-- Text segment --
A few weeks ago, much was made of the fact that the police were penalizing people, some of them very powerful ones, for having their vehicles use the wrong side of the road. For a couple of days, people were happy, though there were the skeptics who let it be known that the show would soon come to an end. It was the skeptics who were proved right. The police checks have come to an end and those who drive on the wrong side have gone back to their old habits. And that is not all. A few days ago, a police sergeant was observed swerving his motorbike under the barrier put up for an incoming train to go by and moving on. Encouraged by this impatient policeman, some other bike riders followed suit. Now, if this is what a policeman does, what does one expect from citizens?


Speaking of citizens, they have not stopped the jaywalking they have got used to. The foot overbridges are close by, but they will not use them. They prefer running through moving vehicular traffic, sometimes even putting up their hands as a sign to approaching cars that they should stop and let them pass, to using the means at their disposal to cross the road. And then there are the buses, almost all of them rickety, which will stop anywhere and everywhere to drop and pick up passengers. The police stand and watch.

[Collected data entries]

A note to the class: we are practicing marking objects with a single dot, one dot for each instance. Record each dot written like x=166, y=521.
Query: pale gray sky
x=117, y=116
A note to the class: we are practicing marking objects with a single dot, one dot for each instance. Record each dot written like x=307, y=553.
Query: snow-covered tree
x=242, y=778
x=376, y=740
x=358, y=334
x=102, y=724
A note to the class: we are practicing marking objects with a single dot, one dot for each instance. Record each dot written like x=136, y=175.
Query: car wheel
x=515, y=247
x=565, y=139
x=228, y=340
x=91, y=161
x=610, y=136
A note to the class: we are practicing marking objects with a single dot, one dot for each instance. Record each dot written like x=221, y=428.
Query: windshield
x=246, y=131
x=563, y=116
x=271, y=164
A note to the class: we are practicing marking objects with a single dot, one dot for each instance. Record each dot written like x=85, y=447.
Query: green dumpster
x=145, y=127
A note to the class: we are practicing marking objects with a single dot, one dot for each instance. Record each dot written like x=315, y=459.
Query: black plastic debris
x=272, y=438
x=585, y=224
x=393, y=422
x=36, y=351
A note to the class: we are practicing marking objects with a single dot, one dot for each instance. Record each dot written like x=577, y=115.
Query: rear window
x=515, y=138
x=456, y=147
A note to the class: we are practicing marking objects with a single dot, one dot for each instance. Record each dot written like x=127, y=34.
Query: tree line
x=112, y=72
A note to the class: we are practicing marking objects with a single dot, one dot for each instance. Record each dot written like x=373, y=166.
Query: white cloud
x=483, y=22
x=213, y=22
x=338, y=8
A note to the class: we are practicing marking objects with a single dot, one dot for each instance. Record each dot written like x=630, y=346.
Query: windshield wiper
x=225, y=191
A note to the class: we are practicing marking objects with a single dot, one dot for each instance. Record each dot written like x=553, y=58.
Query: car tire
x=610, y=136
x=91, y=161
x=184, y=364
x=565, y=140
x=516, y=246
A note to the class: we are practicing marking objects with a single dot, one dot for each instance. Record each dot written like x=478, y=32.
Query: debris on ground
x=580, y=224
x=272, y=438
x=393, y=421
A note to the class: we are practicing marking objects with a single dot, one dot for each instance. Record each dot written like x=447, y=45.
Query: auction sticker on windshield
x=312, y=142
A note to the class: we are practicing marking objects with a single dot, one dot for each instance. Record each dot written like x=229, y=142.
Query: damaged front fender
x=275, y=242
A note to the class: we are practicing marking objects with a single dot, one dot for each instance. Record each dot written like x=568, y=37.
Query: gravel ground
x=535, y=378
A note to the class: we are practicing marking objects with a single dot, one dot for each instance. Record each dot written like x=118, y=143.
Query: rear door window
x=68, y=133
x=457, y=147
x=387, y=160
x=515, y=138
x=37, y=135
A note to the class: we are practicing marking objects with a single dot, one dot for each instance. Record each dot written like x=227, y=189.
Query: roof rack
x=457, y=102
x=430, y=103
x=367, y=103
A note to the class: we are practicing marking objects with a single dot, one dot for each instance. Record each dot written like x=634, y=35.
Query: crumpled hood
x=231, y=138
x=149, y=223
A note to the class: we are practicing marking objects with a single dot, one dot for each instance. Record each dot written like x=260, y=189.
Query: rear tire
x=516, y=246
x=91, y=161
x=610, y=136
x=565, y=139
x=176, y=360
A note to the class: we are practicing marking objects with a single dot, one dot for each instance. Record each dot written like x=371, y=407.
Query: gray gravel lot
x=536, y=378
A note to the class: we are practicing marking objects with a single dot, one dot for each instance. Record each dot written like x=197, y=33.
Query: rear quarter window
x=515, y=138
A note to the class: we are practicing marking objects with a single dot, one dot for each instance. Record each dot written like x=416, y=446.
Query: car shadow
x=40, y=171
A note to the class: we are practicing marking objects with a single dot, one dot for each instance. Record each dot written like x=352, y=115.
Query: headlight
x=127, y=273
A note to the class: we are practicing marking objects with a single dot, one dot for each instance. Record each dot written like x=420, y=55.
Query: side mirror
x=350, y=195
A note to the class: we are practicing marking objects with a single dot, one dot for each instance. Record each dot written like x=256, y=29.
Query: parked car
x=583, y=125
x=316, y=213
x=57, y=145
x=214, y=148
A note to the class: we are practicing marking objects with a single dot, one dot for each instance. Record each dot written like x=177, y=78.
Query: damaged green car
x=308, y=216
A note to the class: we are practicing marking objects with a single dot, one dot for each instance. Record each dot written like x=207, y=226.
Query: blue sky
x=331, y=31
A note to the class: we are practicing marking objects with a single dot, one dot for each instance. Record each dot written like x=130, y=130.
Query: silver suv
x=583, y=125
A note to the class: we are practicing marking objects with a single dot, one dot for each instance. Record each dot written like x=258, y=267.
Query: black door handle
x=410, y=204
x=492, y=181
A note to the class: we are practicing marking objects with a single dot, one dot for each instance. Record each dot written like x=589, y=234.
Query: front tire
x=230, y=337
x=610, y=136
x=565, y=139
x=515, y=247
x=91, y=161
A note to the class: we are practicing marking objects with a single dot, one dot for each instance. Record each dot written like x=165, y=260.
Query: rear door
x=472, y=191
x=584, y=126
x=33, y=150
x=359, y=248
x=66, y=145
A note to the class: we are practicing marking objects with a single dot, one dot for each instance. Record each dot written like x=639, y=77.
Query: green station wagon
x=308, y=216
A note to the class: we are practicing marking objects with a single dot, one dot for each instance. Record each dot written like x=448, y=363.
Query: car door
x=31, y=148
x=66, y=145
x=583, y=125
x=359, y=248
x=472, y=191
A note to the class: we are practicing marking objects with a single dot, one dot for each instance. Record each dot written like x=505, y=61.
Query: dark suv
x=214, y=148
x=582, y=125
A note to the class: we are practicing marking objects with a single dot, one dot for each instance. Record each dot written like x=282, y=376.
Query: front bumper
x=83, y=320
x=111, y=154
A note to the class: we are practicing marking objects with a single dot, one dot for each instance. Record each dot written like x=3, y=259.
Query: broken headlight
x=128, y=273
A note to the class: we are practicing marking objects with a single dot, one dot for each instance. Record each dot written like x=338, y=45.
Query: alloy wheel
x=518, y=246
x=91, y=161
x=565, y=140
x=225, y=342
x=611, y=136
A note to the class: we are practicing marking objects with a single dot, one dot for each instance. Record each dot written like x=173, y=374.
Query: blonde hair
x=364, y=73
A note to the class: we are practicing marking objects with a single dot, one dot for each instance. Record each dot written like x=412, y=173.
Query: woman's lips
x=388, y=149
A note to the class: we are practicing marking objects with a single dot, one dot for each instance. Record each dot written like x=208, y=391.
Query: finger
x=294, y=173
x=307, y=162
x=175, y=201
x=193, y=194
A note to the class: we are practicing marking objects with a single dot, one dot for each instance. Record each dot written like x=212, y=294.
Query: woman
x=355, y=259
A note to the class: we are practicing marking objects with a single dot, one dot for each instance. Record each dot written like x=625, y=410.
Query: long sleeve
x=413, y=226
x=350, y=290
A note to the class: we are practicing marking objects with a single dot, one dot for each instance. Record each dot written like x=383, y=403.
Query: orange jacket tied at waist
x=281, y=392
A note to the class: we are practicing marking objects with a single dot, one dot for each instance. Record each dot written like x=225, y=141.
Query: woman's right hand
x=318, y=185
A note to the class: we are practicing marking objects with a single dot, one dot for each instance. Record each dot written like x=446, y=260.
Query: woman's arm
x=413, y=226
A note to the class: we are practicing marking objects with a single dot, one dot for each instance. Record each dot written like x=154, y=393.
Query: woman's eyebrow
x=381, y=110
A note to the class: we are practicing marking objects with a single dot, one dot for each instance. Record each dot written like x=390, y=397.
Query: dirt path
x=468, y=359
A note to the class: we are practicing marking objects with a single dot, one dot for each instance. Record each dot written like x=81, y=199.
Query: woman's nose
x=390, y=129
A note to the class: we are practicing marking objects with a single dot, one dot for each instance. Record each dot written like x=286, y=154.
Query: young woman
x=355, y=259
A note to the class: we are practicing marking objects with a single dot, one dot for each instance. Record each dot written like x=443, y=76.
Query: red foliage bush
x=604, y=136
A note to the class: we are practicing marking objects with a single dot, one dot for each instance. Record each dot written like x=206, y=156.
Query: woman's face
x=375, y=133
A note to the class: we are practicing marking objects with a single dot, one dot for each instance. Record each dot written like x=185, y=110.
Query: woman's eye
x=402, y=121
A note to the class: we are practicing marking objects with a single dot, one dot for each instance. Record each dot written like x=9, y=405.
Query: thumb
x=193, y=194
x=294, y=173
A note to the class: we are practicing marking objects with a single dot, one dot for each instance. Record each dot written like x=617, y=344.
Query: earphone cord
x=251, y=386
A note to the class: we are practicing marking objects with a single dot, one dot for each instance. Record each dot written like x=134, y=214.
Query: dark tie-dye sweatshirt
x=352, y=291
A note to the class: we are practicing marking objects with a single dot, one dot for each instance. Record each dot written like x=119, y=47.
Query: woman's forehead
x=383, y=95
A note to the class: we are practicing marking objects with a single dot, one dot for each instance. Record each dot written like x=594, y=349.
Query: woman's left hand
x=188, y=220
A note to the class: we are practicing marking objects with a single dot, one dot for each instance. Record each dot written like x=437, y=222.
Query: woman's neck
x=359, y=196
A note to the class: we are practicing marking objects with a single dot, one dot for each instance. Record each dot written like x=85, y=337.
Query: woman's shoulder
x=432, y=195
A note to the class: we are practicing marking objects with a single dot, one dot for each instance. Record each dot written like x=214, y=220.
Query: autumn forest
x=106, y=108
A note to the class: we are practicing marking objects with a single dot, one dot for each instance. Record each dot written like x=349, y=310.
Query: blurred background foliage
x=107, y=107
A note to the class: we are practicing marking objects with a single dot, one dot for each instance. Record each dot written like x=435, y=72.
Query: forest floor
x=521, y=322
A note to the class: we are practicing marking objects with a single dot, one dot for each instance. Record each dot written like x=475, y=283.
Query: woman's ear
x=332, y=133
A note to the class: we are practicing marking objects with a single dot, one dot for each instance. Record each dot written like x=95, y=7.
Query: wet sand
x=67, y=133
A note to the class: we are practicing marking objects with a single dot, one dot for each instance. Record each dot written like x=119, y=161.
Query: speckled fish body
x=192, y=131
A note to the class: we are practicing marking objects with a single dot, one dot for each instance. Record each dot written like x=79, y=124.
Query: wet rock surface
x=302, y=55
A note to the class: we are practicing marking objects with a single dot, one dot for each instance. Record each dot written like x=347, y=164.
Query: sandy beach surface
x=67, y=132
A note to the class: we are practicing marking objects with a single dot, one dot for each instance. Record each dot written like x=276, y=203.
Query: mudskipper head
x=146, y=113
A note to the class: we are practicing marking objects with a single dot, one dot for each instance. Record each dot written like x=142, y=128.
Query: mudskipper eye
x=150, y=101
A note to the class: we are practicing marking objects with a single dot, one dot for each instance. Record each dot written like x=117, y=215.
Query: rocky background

-- What is required --
Proceed with the text about traffic rules and road habits, picking up after its final sentence. These entries were gathered from a separate source.

-- Expected output --
This is no way for a society to conduct itself. The traffic police authorities, in order to convince citizens that they can do their jobs, that indeed they can enforce discipline on the roads, must do whatever is necessary in this respect. A slack police force, whether it is there to maintain order on the streets or check crime, is an invitation to trouble and then disaster. Let that lesson be kept uppermost in mind. Everything else will follow.